-------- SUPPLIED PASSAGE

Are There Any Concert Customs or Traditions About Which I Should Know?

You don’t need any special knowledge or experience to fully enjoy an orchestral concert. However, there are some customs with which you should be familiar:

Welcoming the Symphony

The first person to come on stage after the orchestra is seated is the concertmaster (the lead first violinist), who is greeted with applause. The concertmaster is responsible for tuning the orchestra. Next to enter is the conductor (sometimes he or she will also bring that night's soloist on stage). More applause. Once the conductor has acknowledged the audience by bowing, she turns towards the orchestra, and it's time to begin.

When to be Silent

Silence is an important element of helping to insure that everyone enjoys the concert. In order to promote maximum concentration and enjoyment of the music, the audience should be as quiet as possible. This means no talking, humming, tapping or turning program pages. Mobile phones and all other electronic devices should be turned off and remain off and put away throughout the performance.

----------------
-------- SOURCE INFORMATION

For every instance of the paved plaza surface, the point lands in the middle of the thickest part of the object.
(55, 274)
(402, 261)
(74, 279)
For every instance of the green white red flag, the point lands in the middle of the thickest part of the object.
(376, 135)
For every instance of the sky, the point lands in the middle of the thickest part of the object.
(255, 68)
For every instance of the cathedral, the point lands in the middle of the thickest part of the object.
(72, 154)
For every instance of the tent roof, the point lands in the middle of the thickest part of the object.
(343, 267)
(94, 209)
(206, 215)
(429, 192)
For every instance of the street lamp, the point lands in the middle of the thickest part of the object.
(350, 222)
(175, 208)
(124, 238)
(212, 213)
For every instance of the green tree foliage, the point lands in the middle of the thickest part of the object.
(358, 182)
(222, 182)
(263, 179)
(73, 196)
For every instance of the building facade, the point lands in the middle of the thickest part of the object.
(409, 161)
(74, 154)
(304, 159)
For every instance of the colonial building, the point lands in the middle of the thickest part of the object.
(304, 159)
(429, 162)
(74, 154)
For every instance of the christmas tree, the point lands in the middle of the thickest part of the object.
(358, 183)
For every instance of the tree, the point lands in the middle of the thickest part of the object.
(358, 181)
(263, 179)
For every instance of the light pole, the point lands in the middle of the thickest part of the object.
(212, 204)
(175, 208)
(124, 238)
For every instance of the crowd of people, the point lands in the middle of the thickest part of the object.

----------------

→ **INSTRUCTIONS**
1 – From the concert customs text, list each activity named in the sentence that begins "This means no talking".
2 – Go on with the concert customs text, starting after its final sentence.

→ **EXPECTED RESULTS**
1 – talking, humming, tapping, turning program pages

2 –
When to Applaud

When to applaud has been a subject of music debate for many years. For the last hundred years or so, the tradition has been to wait to clap until the very end of the piece, no matter how many individual movements there may be. The purpose of waiting is to allow the orchestra to present the piece without interruption and to help maintain the unity and beauty of the composition. In earlier times, it was quite common for an audience to break out in applause whenever it pleased them to demonstrate their appreciation. Today, it's not uncommon or wrong for there to be enthusiastic applause between movements. Not to worry. But if you are concerned about when to applaud, a good rule is to wait until a piece ends, the conductor turns to face the audience and the applause begins.

Where are Concerts Held?

All concerts of the Redlands Symphony are performed in the beautiful Memorial Chapel on the campus of the University of Redlands in Redlands, California. Get Directions.

When Should I Arrive?

Concerts normally begin promptly at 8p.m. During our 2021–22 Season, doors will open at 6:30p.m. to allow adequate time for physical distancing during our check-in procedures and health checks.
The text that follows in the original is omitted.